- **WHAT THE EXERCISE ASKS**
Your task is to repeat all of the material exactly.

- **ENTRIES SHOWN**
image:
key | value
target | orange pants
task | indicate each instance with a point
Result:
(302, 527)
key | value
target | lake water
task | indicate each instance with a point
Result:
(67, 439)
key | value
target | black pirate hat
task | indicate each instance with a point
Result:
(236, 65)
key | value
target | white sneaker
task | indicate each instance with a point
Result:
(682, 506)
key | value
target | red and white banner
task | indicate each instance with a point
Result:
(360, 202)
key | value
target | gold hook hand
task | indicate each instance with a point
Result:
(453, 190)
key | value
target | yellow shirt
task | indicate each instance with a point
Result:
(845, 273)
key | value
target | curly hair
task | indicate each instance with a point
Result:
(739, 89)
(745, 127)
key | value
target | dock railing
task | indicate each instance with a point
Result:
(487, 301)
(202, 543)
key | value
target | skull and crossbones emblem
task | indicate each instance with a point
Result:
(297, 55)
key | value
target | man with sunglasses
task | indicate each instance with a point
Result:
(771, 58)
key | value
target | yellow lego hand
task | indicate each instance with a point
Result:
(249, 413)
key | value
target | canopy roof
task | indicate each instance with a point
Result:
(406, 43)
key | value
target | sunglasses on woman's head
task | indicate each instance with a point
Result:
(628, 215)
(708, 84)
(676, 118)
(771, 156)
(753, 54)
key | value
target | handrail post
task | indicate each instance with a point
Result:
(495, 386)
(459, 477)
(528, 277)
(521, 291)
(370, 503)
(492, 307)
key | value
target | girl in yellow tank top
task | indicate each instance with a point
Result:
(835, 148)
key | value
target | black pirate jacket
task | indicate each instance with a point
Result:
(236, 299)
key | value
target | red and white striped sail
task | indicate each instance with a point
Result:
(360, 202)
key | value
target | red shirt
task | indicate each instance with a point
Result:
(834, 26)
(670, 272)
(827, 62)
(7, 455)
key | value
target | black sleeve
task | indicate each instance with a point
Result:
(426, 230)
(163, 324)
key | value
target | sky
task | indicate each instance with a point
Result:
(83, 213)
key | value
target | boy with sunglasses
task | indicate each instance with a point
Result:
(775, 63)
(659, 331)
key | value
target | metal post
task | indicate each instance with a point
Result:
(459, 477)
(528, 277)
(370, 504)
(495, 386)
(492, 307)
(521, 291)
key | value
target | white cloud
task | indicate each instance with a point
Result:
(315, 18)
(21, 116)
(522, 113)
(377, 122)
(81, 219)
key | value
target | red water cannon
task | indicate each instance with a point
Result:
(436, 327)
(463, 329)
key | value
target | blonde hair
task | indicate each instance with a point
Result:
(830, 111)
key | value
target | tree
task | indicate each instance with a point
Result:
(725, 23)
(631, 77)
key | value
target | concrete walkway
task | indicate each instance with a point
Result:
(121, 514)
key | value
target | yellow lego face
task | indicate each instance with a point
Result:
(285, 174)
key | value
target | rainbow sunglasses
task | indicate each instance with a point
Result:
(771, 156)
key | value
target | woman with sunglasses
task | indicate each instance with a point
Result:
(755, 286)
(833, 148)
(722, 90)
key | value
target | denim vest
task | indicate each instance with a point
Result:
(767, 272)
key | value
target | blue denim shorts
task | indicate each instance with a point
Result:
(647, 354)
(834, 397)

- **EXPECTED OUTPUT**
image:
key | value
target | orange pants
task | indicate each instance with a point
Result:
(302, 527)
key | value
target | lake water
task | indicate each instance with a point
Result:
(67, 439)
key | value
target | black pirate hat
task | indicate each instance with a point
Result:
(236, 65)
key | value
target | white sneaker
task | indicate each instance with a point
Result:
(682, 506)
key | value
target | red and white banner
task | indicate each instance with a point
Result:
(360, 202)
key | value
target | gold hook hand
task | indicate each instance with a point
Result:
(453, 190)
key | value
target | yellow shirt
task | indicate each instance with a point
Result:
(845, 273)
key | value
target | curly hair
task | indicate each instance with a point
Result:
(739, 89)
(745, 127)
key | value
target | dock railing
task | indicate each instance with a point
Result:
(487, 301)
(202, 543)
key | value
target | skull and crossbones emblem
task | indicate each instance with a point
Result:
(297, 55)
key | value
target | man with sunglasses
task | indicate each instance with a point
Result:
(771, 58)
key | value
target | yellow lego hand
task | indicate each instance with a point
Result:
(249, 413)
key | value
target | canopy roof
task | indicate each instance with a point
Result:
(406, 43)
key | value
target | sunglasses on woman's head
task | indicate each instance with a point
Result:
(628, 215)
(708, 84)
(676, 118)
(771, 156)
(753, 54)
key | value
target | handrail post
task | indicate each instance with a point
Result:
(495, 386)
(459, 477)
(528, 277)
(521, 291)
(370, 503)
(492, 307)
key | value
target | girl in yellow tank top
task | indicate each instance with a point
Result:
(835, 148)
key | value
target | black pirate jacket
task | indicate each instance with a point
Result:
(236, 299)
key | value
target | red and white striped sail
task | indicate each instance with a point
Result:
(360, 202)
key | value
target | red shirt
task | indicate each instance with a point
Result:
(834, 26)
(670, 272)
(827, 62)
(7, 455)
key | value
target | black sleeve
task | indicate each instance with a point
Result:
(426, 230)
(163, 324)
key | value
target | sky
task | indicate each instance with a point
Result:
(83, 213)
key | value
target | boy with sunglasses
task | indicate each instance with a point
Result:
(775, 63)
(659, 331)
key | value
target | metal post
task | indicate each instance with a point
Result:
(459, 477)
(528, 277)
(370, 504)
(495, 386)
(492, 307)
(521, 291)
key | value
target | white cloud
task | indicate each instance with a point
Result:
(315, 18)
(21, 116)
(522, 113)
(377, 122)
(81, 219)
key | value
target | red water cannon
task | indicate each instance with a point
Result:
(436, 327)
(463, 329)
key | value
target | blonde hair
task | indicate each instance with a point
Result:
(830, 111)
key | value
target | tree
task | indicate each instance with a point
Result:
(725, 23)
(631, 77)
key | value
target | concrete walkway
task | indicate each instance with a point
Result:
(121, 514)
key | value
target | yellow lego face
task | indicate each instance with a point
Result:
(285, 174)
key | value
target | rainbow sunglasses
task | indicate each instance with a point
Result:
(771, 156)
key | value
target | woman with sunglasses
task | indicate each instance with a point
Result:
(755, 286)
(833, 148)
(722, 90)
key | value
target | denim vest
task | indicate each instance with a point
Result:
(767, 272)
key | value
target | blue denim shorts
task | indicate each instance with a point
Result:
(647, 354)
(834, 397)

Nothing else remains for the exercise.